◆ **Record excerpts**
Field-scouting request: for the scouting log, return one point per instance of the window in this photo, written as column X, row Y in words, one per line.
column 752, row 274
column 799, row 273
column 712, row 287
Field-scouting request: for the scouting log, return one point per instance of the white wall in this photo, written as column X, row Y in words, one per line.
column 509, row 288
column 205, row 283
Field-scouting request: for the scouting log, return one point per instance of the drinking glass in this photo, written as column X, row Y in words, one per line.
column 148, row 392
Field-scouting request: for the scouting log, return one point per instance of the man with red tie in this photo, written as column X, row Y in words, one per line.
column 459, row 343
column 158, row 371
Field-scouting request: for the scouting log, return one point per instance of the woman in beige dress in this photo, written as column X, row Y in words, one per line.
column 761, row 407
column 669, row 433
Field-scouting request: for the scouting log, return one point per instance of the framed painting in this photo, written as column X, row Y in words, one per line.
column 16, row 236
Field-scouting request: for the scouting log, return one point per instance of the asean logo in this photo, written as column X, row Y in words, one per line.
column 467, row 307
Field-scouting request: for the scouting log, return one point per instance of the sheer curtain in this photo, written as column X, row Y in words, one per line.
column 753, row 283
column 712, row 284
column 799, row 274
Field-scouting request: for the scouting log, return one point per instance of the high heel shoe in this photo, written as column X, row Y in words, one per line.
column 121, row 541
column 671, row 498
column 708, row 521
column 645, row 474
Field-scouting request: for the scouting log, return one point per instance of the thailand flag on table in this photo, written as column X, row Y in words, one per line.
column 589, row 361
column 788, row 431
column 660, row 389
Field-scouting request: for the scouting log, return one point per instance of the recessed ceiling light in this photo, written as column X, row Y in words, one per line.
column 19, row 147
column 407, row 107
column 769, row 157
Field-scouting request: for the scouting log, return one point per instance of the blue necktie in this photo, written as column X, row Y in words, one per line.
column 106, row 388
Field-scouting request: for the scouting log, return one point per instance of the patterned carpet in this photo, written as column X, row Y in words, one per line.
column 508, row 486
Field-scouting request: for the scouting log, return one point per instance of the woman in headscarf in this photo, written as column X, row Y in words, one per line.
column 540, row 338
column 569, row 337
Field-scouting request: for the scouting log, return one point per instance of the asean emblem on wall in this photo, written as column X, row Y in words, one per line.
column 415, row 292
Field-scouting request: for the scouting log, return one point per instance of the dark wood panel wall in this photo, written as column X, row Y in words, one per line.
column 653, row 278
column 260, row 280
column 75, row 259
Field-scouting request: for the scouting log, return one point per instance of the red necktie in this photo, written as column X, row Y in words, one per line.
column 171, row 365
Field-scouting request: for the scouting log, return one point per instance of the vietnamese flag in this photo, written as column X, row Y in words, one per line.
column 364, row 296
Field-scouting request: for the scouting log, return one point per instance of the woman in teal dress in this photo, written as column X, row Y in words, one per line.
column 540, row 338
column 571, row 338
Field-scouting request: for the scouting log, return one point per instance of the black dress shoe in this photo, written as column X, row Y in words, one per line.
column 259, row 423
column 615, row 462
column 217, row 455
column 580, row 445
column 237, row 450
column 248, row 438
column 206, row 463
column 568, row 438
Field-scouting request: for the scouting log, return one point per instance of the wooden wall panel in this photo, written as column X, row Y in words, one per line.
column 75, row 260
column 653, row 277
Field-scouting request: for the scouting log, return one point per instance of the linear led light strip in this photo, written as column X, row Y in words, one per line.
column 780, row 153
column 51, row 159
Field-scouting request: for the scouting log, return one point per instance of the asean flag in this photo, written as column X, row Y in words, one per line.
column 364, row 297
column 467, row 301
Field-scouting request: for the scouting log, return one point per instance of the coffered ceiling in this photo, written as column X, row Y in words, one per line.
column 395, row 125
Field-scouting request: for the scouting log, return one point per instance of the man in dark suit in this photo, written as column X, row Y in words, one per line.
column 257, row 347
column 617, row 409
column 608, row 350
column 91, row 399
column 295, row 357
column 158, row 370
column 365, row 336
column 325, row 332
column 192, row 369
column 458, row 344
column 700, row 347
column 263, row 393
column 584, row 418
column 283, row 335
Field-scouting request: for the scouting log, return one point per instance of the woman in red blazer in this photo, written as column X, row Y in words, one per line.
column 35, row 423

◆ **What this task involves**
Restate each record exactly as written.

◆ **Task solution**
Field-scouting request: for the scouting log, return one point per instance of the window in this photo, written as column X, row Y in words, one per line.
column 752, row 274
column 799, row 273
column 712, row 287
Field-scouting request: for the scouting log, return one point per instance of the white wall in this photo, written as column X, row Y in words, one per line.
column 509, row 288
column 205, row 283
Field-scouting request: for the scouting log, return one point per instance of the drinking glass in this photo, written as column X, row Y in words, one per line.
column 148, row 392
Field-scouting request: for the scouting log, return one point per instance of the man with red tie in this photo, written as column X, row Y in words, one per line.
column 459, row 343
column 158, row 371
Field-scouting request: for the scouting log, return one point per instance of the woman in beige dress in this photo, written as column X, row Y in words, one per line.
column 761, row 407
column 669, row 433
Field-scouting request: for the scouting log, return one point per instance of the framed painting in this photo, written as column X, row Y in words, one per line.
column 16, row 236
Field-scouting request: for the scouting log, return one point per instance of the asean logo in this photo, written as column X, row Y in words, one per line.
column 467, row 307
Field-scouting request: for the scouting log, return one point per instance of the sheer curtain in this photo, written as column X, row Y in words, one per line.
column 753, row 283
column 712, row 284
column 799, row 274
Field-scouting request: for the scouting log, return one point per instance of the high heel shoe in this photo, written as column X, row Y in words, one per line.
column 121, row 541
column 671, row 498
column 708, row 521
column 645, row 474
Field-scouting request: for the scouting log, return one point per instance of the thailand flag on table in this photo, written as column X, row Y in words, one per line.
column 589, row 361
column 788, row 431
column 660, row 389
Field-scouting request: for the scouting log, return one point per instance of the recessed ceiling light in this photo, written as column X, row Y in words, one per line.
column 19, row 147
column 407, row 107
column 769, row 157
Field-scouting request: for the scouting log, return one point per instance of the blue necktie in this photo, written as column X, row Y in words, one per line.
column 106, row 388
Field-scouting request: for the scouting log, return one point per instance of the patterned carpet in this photo, written as column X, row Y in words, one per line.
column 508, row 486
Field-scouting request: for the scouting log, return one point per instance of the woman in headscarf in this photo, written as column X, row Y in words, one per line.
column 540, row 338
column 569, row 337
Field-scouting request: for the scouting log, return one point per instance of the asean emblem on wall in this photo, written as column X, row Y in words, one per line.
column 415, row 292
Field-scouting request: for the scouting log, return one point per instance of the dark wood panel wall in this photo, written as column X, row Y in words, one per line.
column 653, row 278
column 260, row 280
column 75, row 259
Field-scouting request: for the scouting log, return one point per instance of the red necktie in this photo, written as column X, row Y in words, one per line.
column 171, row 365
Field-scouting request: for the scouting log, return one point per instance of the vietnamese flag in this photo, written as column X, row Y in words, one per line.
column 364, row 296
Field-scouting request: for the scouting log, return one point per instance of the woman in teal dress in this photo, written as column X, row Y in words, one per line.
column 540, row 338
column 571, row 338
Field-scouting request: for the scouting log, return one point per instance of the black dress shoe in this photo, written as column X, row Y in words, one per line.
column 259, row 423
column 615, row 462
column 217, row 455
column 580, row 445
column 237, row 450
column 248, row 438
column 206, row 463
column 568, row 438
Field-scouting request: for the scouting log, return one point per instance of the wooden wall panel in this photo, written as column X, row Y in words, one per line.
column 75, row 260
column 653, row 277
Field-scouting request: for the scouting log, return one point per instance of the linear led light strip in this photo, written as column X, row Y in words, one per line.
column 780, row 153
column 51, row 159
Field-scouting request: for the scouting log, return one point per instance of the asean flag in this photo, written as column X, row Y in words, one per line.
column 364, row 297
column 467, row 301
Field-scouting request: for the scouting log, return one point per instance of the coffered ceiling in this photo, written as column X, row Y in words, one per line.
column 395, row 125
Field-scouting request: for the scouting log, return one point per instance of the man in dark suit in this photo, written as column X, row Y in words, one per line.
column 257, row 347
column 617, row 409
column 608, row 350
column 91, row 399
column 295, row 357
column 158, row 370
column 365, row 336
column 325, row 332
column 192, row 369
column 458, row 344
column 700, row 347
column 263, row 393
column 584, row 418
column 283, row 335
Field-scouting request: for the scouting log, return one point per instance of the woman in red blazer in this photo, written as column X, row Y in words, one per line.
column 35, row 423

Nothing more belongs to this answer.